TASK OBJECTIVE: In the material below, rewrite every line from the line with "According to records, this image contains the submerged" to the line with "0;0;529;220", both included. Keep the wording lines unchanged, and multiply each bounding-box coordinate by 0.65, rounding to whole numbers with halves rounded up.

** Start RECORDS **

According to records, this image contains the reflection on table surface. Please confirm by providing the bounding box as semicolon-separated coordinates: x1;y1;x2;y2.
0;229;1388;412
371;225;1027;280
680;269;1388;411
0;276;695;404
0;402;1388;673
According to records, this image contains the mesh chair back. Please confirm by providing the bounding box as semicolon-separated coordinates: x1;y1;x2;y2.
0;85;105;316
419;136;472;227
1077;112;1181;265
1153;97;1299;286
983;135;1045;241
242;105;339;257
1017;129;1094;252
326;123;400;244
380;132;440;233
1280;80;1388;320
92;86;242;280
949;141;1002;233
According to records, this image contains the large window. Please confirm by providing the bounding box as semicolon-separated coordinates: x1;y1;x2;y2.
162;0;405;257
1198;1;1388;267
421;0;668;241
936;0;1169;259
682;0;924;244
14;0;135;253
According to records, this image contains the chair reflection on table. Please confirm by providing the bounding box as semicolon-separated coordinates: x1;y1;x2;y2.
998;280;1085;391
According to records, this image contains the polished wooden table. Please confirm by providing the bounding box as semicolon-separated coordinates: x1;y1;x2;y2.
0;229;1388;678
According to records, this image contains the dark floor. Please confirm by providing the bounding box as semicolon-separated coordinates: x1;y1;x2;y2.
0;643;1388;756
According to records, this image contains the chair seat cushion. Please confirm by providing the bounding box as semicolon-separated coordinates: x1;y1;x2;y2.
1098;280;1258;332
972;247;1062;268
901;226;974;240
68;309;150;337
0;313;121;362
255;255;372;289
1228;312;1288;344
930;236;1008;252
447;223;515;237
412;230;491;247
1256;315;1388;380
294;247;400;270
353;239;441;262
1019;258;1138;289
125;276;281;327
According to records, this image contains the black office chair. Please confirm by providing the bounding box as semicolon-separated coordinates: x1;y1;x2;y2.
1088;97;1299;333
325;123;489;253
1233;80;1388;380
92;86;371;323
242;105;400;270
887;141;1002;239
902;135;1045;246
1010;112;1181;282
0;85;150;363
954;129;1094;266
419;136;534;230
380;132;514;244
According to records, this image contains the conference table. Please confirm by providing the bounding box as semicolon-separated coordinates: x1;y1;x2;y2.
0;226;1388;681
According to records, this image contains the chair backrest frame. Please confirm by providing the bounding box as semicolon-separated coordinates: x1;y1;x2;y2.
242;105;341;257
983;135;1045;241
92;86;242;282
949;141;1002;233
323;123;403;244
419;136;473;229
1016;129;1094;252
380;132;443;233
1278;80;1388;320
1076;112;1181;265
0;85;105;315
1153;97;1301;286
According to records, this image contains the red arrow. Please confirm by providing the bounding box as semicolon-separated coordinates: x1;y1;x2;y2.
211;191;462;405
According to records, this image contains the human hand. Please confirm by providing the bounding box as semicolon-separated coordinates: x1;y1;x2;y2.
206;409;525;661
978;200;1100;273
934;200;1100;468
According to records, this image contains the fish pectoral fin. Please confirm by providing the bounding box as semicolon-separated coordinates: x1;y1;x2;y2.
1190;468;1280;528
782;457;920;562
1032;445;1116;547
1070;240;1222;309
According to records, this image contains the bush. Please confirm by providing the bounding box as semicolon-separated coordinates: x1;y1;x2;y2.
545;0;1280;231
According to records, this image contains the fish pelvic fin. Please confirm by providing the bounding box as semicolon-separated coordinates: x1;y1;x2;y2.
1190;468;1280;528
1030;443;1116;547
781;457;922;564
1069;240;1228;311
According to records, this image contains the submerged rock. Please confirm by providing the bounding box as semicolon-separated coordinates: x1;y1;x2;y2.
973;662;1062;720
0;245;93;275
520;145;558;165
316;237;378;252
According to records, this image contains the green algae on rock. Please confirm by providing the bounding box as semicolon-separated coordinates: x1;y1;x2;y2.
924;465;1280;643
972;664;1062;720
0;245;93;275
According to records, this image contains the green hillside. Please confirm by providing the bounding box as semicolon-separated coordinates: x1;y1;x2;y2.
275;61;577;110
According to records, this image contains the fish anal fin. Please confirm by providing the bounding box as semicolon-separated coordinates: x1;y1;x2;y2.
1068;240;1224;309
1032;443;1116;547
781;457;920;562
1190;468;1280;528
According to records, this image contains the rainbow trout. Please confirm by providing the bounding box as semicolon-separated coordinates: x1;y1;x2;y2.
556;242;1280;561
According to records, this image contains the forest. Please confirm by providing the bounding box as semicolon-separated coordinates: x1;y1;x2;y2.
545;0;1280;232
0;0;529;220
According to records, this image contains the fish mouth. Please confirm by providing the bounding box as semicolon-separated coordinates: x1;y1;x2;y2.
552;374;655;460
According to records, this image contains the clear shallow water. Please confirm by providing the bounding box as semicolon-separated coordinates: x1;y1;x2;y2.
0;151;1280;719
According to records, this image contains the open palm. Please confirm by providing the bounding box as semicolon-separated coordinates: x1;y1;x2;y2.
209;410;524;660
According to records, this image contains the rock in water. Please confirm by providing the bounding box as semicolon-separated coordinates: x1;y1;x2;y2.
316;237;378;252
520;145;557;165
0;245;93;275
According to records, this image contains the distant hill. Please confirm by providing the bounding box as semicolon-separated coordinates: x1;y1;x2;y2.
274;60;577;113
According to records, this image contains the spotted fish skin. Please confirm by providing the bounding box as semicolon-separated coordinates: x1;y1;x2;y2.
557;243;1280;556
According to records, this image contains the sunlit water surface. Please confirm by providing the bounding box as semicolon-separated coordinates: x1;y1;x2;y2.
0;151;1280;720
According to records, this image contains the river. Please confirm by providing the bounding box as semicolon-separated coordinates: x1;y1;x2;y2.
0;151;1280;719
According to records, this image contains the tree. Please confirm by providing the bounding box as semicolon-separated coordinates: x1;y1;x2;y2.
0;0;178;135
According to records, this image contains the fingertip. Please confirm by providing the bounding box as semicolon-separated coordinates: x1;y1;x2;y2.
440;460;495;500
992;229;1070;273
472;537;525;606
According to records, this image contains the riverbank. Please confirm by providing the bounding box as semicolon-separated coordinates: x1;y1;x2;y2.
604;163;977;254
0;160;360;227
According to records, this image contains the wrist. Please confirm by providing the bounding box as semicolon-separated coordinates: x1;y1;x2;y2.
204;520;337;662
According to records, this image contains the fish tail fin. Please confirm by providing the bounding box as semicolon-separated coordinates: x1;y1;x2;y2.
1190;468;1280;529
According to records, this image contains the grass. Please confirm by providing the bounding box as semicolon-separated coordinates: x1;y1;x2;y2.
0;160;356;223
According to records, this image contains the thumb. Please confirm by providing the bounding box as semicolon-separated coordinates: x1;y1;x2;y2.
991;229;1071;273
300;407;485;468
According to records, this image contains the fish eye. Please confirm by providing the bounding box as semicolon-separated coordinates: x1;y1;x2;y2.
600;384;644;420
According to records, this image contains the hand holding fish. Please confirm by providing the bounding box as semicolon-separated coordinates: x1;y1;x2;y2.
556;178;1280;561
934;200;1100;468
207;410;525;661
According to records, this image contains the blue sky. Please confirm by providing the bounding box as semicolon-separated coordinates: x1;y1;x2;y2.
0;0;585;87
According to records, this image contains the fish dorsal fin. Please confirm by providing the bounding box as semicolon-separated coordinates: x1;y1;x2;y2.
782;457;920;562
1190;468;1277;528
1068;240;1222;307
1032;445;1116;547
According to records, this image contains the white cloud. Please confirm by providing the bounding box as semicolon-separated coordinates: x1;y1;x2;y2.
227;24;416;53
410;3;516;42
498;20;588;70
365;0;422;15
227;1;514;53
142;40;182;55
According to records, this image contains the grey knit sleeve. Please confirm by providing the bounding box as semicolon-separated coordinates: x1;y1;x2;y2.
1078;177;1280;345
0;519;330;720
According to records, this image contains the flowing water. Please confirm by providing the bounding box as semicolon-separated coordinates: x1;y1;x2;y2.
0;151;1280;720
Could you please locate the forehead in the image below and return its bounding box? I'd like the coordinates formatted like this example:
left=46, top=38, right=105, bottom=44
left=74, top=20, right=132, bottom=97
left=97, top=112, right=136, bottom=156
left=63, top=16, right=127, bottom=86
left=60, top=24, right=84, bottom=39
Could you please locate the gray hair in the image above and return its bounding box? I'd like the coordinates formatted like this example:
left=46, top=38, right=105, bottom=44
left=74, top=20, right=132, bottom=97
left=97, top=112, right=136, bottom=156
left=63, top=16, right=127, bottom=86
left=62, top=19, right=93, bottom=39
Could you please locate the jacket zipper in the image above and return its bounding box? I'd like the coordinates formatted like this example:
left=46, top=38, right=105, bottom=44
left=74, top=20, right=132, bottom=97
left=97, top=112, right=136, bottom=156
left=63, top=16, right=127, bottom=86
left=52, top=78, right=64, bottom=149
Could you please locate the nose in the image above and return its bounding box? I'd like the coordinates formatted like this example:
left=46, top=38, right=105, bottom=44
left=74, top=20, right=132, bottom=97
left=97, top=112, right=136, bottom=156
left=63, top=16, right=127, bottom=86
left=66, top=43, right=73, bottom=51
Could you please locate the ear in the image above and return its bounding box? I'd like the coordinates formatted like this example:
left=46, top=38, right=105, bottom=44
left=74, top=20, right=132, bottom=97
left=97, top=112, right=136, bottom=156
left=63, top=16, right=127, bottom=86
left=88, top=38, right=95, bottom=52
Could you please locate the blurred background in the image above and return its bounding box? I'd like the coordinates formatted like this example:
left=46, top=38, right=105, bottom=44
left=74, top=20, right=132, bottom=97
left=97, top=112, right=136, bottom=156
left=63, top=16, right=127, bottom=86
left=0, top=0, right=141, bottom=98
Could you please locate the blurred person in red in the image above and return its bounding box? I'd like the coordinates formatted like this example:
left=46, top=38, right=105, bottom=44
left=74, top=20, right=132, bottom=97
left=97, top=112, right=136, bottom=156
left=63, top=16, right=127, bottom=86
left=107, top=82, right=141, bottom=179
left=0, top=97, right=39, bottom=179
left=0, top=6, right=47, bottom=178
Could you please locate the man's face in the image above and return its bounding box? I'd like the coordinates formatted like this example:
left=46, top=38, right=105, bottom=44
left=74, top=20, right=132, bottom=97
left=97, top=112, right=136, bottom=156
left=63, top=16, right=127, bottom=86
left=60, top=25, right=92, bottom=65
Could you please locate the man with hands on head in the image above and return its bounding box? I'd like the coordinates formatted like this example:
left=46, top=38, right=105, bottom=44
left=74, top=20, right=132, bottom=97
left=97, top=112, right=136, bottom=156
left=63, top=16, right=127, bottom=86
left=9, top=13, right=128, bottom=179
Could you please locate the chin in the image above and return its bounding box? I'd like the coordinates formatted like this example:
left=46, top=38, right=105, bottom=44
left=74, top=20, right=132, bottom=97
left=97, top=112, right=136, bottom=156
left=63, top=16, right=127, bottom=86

** End RECORDS **

TASK ANSWER:
According to records, this image contains the submerged rock. Please confirm by providing the bounding box as semicolon-separated coordinates: x1;y1;x2;y2.
632;430;690;468
0;159;60;179
338;94;363;107
205;154;246;164
According to records, this image contains the green algae on rock. Please confirm by providing the bounding box as semicolon-separated coordinates: x1;y1;x2;y2.
601;302;832;418
632;432;690;468
0;159;60;179
According to records, this image contains the green hillside. Please confirm by providing the bounding box as semicolon-separated coordinates: x1;y1;x2;y2.
179;40;375;72
According to records, this image contains the fish anal fin. Please confirm by providing the bounding box as semicolon-separated coordinates: x1;y1;x2;y2.
694;156;796;201
671;288;725;356
508;297;598;365
774;304;832;343
According to records, this image contains the rainbow trout. Please confirm by providing the bounding box as semicolon-separated coordinates: x1;y1;x2;y2.
361;157;832;365
According to records, this image contains the forest. Please confirm by providing the bounding box as semicolon-separated coordinates: x1;y1;x2;y2.
354;0;832;151
0;0;344;143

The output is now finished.